> _Kısa Görev_
Seçilen bölümde "Piro’nun; yan yana" sözleriyle başlayıp "konuşmalarının sebebi buydu." sözlerine kadar süren kısmı harfi harfine yaz.

"Geyikli Gece"ler bitince!
İkinci Yeni şairleri ya hep bir geyiği kovalarlar ya da bir geyik hep onları kovalar. Geyik musallat olur, ne yapar eder, bir yolunu bulur, ille de şiirlerinden birine sızar. Sezai Karakoç’ta yalnızlık “geyik gözlüdür”; Edip Cansever’de “binlerce geyik ya da binlerce kuşun beraberliğinden” oluşan “aşk”, “en güzel hayvanıdır”; Cemal Süreya’da “bir geyik kendini” çizer “karanlığa sonra kaybolur”; Ülkü Tamer’de “anıları uykulu geyikler çeker”; Ece Ayhan’da meçhul öğrencinin “asker kaputu giyen” anası, gizliden gizliye “bir geyik yavrusunu emzirir.”
*
“Yeşil ve yabani uzak” bir koyakta, üç değil, tek bir ev vardı. “Üç ev görmediğimiz” için, orayı hiçbirimiz köy saymıyorduk! O tek haneli yerde yaşanan bütün geceler “geyikli gece”lerdi. Saf tabiatın içinde, “naylondan” uzak yaşayan ailenin reisi Pîro, hayata hep bir geyiğin gözüyle bakıyordu.
Piro’nun; yan yana dizsen hemen hemen hepsi aynı boyda görünen sayısını şimdi hatırlamadığım bir sürü oğlu vardı. Evlerinin önünden her mevsim aynı coşkuyla hırçın bir ırmak akardı. Koyak o kadar dar, o kadar dardı ki, suyun sesi daracık kanyonu kuşatan düz kayalarda yankılanıp kendi kendine çarparak onlara geldiğinden hepsinin kulakları hep uğultuyla doluydu sanki. Oradan ayrılıp başka yere gittiklerinde hep var güçleriyle bağırarak konuşmalarının sebebi buydu.

> _Çıkarılan Veriler_
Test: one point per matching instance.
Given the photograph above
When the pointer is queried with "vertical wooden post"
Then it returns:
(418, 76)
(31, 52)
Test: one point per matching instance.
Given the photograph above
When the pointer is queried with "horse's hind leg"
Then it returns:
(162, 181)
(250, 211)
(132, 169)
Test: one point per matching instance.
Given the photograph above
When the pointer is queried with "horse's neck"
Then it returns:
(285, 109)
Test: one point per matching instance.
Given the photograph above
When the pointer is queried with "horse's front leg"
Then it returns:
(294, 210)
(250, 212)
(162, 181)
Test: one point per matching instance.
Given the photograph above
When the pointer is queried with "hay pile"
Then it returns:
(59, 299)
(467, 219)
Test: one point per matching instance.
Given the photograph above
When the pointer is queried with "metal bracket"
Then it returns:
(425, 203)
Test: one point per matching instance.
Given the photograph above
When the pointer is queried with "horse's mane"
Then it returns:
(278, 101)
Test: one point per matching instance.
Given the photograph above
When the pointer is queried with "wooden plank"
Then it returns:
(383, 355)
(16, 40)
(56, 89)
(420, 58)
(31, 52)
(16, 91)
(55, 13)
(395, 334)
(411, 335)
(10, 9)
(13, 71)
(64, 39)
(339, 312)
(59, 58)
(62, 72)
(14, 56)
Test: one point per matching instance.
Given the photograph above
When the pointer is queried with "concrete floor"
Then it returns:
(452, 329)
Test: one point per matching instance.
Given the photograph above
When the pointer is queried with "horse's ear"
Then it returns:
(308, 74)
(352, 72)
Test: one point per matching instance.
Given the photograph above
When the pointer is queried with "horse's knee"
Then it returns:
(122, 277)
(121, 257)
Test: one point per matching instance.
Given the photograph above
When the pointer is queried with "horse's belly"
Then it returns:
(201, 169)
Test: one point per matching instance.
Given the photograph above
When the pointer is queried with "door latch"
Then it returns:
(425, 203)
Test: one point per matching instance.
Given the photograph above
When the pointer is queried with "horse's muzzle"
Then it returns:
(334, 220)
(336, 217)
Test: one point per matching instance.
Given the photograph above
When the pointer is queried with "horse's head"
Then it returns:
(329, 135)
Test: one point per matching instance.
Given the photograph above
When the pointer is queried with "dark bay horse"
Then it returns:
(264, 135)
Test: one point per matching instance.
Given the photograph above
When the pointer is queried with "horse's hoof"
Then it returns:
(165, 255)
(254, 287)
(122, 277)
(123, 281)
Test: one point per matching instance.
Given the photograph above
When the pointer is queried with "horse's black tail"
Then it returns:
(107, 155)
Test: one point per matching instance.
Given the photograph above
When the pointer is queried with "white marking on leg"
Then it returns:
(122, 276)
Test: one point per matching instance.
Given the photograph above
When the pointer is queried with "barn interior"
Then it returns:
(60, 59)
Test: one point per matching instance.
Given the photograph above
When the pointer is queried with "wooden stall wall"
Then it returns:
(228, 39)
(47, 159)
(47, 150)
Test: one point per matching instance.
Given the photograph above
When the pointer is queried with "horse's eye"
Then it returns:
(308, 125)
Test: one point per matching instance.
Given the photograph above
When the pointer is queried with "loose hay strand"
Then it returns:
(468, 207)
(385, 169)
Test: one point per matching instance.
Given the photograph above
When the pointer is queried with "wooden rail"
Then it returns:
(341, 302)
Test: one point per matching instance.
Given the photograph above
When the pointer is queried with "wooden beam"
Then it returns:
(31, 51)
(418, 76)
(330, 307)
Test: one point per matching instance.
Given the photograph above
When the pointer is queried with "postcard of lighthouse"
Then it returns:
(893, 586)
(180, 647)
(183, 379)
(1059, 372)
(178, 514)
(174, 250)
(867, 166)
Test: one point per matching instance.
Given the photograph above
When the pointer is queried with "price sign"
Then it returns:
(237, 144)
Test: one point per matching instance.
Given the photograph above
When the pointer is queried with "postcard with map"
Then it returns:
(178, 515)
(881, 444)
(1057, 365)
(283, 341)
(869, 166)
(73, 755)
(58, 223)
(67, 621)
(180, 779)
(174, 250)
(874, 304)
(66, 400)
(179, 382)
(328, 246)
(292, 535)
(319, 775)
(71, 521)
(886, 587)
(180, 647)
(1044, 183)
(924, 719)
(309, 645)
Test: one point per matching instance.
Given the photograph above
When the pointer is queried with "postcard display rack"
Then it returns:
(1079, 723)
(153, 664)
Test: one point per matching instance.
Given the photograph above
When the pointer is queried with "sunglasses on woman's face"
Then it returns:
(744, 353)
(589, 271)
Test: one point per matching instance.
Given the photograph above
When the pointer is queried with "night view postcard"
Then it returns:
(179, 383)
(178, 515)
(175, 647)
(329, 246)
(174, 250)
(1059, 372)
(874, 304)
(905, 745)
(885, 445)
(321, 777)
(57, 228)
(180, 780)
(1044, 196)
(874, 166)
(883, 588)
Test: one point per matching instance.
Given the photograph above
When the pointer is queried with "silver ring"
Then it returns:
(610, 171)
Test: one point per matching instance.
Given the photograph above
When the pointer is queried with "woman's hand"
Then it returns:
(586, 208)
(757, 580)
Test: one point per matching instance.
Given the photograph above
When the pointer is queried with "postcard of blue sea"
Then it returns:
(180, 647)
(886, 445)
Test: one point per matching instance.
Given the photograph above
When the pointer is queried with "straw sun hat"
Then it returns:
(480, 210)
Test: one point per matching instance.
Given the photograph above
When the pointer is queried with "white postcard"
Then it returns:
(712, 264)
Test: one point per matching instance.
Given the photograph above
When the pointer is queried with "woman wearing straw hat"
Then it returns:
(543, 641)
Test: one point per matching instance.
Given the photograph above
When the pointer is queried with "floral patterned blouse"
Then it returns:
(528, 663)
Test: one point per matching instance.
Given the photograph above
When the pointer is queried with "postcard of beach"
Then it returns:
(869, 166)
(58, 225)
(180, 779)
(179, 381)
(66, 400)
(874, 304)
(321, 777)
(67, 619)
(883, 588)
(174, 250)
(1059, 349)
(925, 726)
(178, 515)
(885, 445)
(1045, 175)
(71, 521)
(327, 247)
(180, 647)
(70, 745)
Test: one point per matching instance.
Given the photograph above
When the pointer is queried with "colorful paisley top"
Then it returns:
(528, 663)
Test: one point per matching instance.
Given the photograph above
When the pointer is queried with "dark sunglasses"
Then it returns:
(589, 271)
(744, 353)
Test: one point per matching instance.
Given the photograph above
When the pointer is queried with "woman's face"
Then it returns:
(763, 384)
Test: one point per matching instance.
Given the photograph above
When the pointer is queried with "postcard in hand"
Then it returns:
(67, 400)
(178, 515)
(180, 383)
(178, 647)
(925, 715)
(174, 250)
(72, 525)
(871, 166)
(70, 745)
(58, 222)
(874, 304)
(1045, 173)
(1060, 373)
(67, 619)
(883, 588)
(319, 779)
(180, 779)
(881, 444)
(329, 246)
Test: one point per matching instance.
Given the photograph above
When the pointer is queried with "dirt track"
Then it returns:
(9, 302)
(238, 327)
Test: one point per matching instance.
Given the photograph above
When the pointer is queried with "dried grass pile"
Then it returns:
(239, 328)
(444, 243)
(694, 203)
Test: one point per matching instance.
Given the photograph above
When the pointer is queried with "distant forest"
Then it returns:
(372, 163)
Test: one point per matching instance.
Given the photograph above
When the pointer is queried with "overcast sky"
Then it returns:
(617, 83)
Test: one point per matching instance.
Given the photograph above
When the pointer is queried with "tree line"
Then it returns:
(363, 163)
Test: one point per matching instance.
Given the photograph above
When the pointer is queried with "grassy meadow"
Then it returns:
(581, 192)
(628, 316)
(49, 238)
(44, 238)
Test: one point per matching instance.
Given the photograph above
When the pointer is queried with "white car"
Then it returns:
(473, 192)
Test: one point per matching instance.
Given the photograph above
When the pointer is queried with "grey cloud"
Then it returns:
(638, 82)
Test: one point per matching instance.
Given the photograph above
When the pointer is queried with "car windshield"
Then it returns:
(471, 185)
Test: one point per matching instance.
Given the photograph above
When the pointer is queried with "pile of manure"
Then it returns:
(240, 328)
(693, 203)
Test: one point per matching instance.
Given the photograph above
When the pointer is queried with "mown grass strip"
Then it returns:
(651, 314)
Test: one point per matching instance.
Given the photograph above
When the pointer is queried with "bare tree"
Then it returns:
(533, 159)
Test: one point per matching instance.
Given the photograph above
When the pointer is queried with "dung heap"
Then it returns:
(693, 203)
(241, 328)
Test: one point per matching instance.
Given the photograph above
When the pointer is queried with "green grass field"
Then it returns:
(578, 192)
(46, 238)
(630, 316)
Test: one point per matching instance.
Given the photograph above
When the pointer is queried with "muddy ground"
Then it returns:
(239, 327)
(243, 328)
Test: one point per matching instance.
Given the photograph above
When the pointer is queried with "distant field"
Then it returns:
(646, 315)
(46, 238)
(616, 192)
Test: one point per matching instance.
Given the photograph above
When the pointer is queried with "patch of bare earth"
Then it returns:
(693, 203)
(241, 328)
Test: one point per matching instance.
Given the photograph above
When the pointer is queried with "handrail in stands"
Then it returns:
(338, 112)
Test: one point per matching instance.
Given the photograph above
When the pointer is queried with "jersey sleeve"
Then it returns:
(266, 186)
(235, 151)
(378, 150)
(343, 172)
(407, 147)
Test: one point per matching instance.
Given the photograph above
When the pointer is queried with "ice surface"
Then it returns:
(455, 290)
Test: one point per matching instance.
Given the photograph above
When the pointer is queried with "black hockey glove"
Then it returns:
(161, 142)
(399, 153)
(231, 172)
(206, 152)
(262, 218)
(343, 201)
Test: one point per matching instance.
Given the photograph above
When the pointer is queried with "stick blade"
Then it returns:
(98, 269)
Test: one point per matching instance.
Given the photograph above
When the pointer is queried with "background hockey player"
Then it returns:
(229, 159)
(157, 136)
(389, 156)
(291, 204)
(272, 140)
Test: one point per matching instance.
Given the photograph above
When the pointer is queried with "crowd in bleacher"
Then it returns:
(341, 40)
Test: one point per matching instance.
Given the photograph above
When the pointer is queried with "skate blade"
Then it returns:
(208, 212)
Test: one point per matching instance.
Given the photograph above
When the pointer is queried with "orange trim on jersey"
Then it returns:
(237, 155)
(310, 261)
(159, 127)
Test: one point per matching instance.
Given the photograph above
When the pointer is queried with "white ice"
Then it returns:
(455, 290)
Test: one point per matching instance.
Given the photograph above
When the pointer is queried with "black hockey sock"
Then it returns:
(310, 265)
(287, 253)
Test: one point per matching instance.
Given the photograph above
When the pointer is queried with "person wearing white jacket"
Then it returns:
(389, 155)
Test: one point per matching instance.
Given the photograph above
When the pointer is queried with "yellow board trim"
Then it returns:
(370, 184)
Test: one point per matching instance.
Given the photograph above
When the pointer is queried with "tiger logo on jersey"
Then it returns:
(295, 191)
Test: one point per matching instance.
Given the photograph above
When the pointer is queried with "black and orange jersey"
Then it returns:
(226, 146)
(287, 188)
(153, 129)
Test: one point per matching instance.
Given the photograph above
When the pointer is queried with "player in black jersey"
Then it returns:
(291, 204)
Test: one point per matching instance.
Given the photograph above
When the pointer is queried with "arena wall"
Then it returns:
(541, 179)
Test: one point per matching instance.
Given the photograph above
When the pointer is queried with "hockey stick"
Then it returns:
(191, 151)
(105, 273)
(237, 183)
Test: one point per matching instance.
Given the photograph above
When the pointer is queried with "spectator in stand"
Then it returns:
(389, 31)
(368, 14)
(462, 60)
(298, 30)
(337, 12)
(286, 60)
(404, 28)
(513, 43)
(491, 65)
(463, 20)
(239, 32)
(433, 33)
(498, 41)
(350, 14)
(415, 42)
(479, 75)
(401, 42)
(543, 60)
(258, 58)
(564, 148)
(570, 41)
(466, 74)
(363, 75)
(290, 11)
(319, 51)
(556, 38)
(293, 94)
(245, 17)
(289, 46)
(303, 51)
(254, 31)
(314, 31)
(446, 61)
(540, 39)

> _Çıktı_
Piro’nun; yan yana dizsen hemen hemen hepsi aynı boyda görünen sayısını şimdi hatırlamadığım bir sürü oğlu vardı. Evlerinin önünden her mevsim aynı coşkuyla hırçın bir ırmak akardı. Koyak o kadar dar, o kadar dardı ki, suyun sesi daracık kanyonu kuşatan düz kayalarda yankılanıp kendi kendine çarparak onlara geldiğinden hepsinin kulakları hep uğultuyla doluydu sanki. Oradan ayrılıp başka yere gittiklerinde hep var güçleriyle bağırarak konuşmalarının sebebi buydu.